Fragmento seleccionado:
——

Dolores Guerrero (1833-1858)

por Laureana Wright de Kleinhans

Dolores Guerrero

Biblioteca Nacional

Wright de Kleinhans, Laureana, “Dolores Guerrero”, en Violetas del Anáhuac, Año 1, Tomo 1, Núm. 13, 26 de febrero de 1888, pp. 145-147.

Esta tierna y espiritual poetisa, dulce flor del parnaso mexicano, nacida para amar y para sentir, vio la luz de la existencia en Durango, el 15 de septiembre de 1833. Su índole apacible, su docilidad, sus levantadas inclinaciones, todo reveló en ella desde sus primeros años la belleza de su alma y la claridad de su mente, donde fulguraba con radiantes reflejos la inspiración. Tórtola amante y sensible, su destino era llorar cantando, y a este destino se sometió, como tienen que someterse todos los que llevan en la frente el sacro numen de la poesía, todos los que van cruzando por las ásperas sinuosidades de la tierra, con las plantas cubiertas de abrojos y la cabeza coronada de estrellas.

——

Descripción del ejercicio: ¿Puedes volver a escribir el pasaje del texto sobre Dolores Guerrero que comienza con "Dolores Guerrero (1833-1858)" y termina con "1888, pp. 145-147.", cambiando "Biblioteca Nacional" por "Hemeroteca Nacional"?

Sección de datos:
——

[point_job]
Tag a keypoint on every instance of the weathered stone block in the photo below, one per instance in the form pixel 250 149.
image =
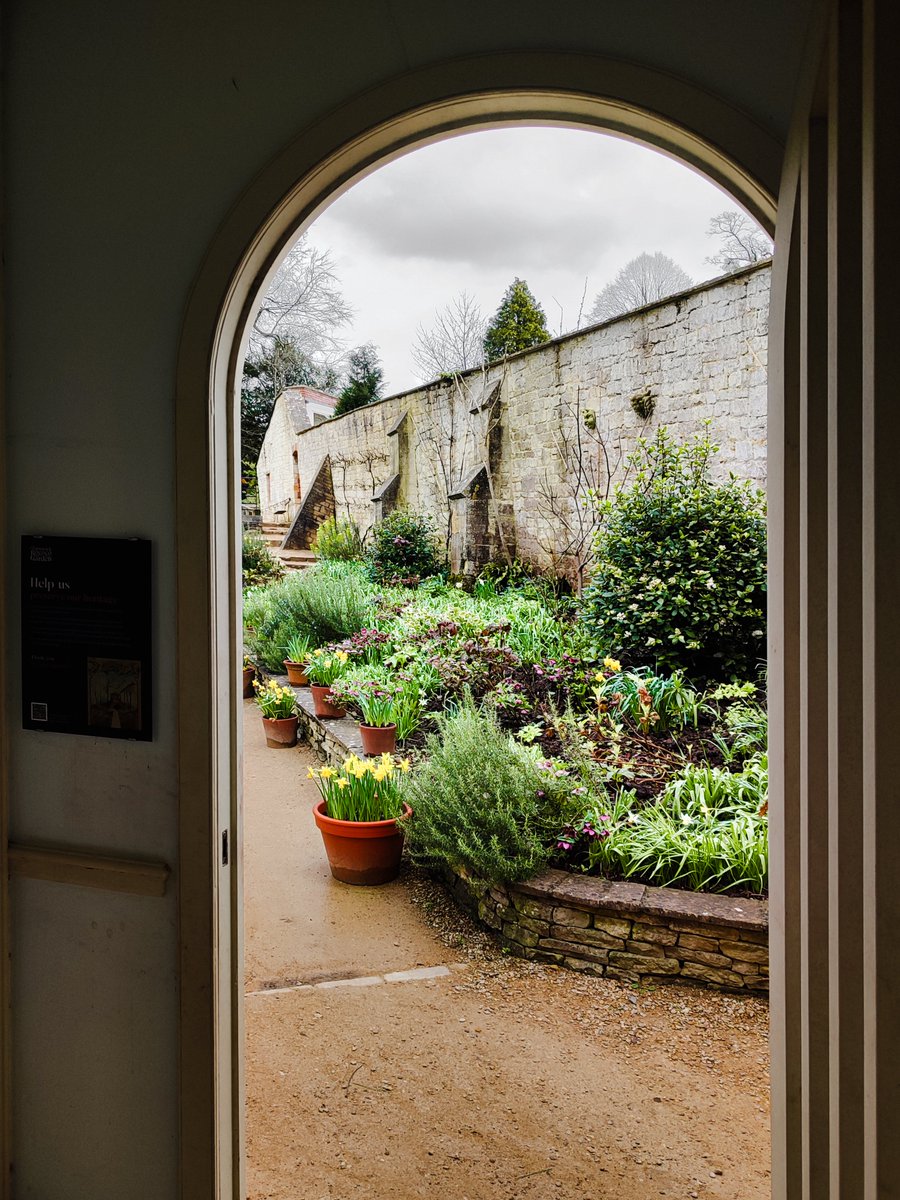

——

Respuesta:
Dolores Guerrero (1833-1858)

por Laureana Wright de Kleinhans

Dolores Guerrero

Hemeroteca Nacional

Wright de Kleinhans, Laureana, “Dolores Guerrero”, en Violetas del Anáhuac, Año 1, Tomo 1, Núm. 13, 26 de febrero de 1888, pp. 145-147.